---- Text to read

For more information about this book please see our website.

 

If you found this interesting, you might also like Motivational Dynamics in Language Learning edited by Zoltán Dörnyei, Peter D. MacIntyre and Alastair Henry.

How do we use social media to market our books?

We at Multilingual Matters/Channel View Publications are very active on social media and have built up substantial communities across all our accounts. We enjoy interacting with our authors, publishing contacts, readers and people with a broader interest in the topics on which we publish, and have strong followings on both Facebook and Twitter, with nearly 2,000 contacts across our Facebook pages and over 15,000 on our two Twitter accounts.

Social media has also become an integral part of our marketing campaign for each book that we publish. In the weeks and months leading up to and following a book’s publication, we in the marketing department use our various social media channels (Facebook, Twitter, this blog and YouTube) to announce its publication and publicise it as much as possible. It’s the easiest and most effective way of getting news to lots of people at once and on top of that, it allows people to engage with and discuss our publications, both with us and amongst each other. Of course, social media doesn’t come at the expense of our traditional marketing strategies and we still follow usual marketing techniques such as catalogue mailings, email newsletters, sending information to the book trade, attending conferences and book fairs and so on, but it does offer something new and different to our marketing repertoire.

Commissioning editors with books published in January

When using social media to market a book, it’s a real advantage if we have an author who is active themselves on social media and can help us to spread the word. Authors are best placed to reach their book’s key audience as their own colleagues and peers are likely to be those interested in the research. We often find that some of our bestselling books are ones where the author hasn’t been afraid of get stuck in! For example, you could create a Facebook page for your book like our authors Christian W. Chun and Leanne White did, where you can keep people up to date with the book’s progress and share useful information and news, including the 50% preorder discount flyer we create for all our books. In addition, if there are any relevant events that tie in with your book’s publication, do let us know! For example, we’ve previously promoted Hongliang Yan’s book, Heritage Tourism in China, in conjunction with World Heritage Day. Facebook is also the main place where we post photos of office goings on, so your book may well end up in a photo like the one above of our commissioning editors with their books published in January. If you have any ideas for a relevant photo opportunity for your book, just let us know and we’ll see what we can do!

--------
---- Information provided

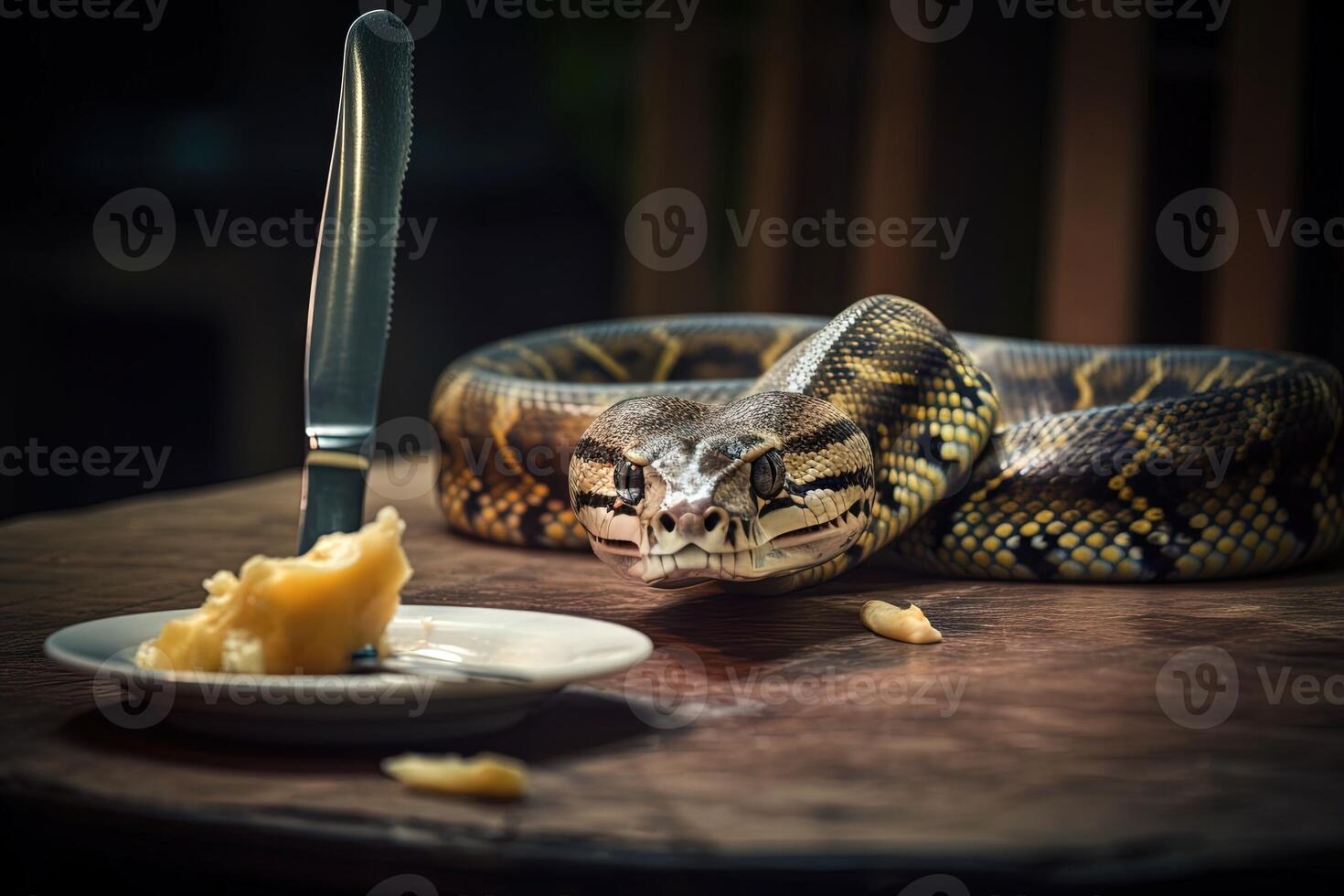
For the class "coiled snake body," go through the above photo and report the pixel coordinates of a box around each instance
[432,295,1344,591]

--------

Task description:
Reproduce the passage of the social media marketing post starting at "If you found" and ending at "and Alastair Henry.".

Output below:
If you found this interesting, you might also like Motivational Dynamics in Language Learning edited by Zoltán Dörnyei, Peter D. MacIntyre and Alastair Henry.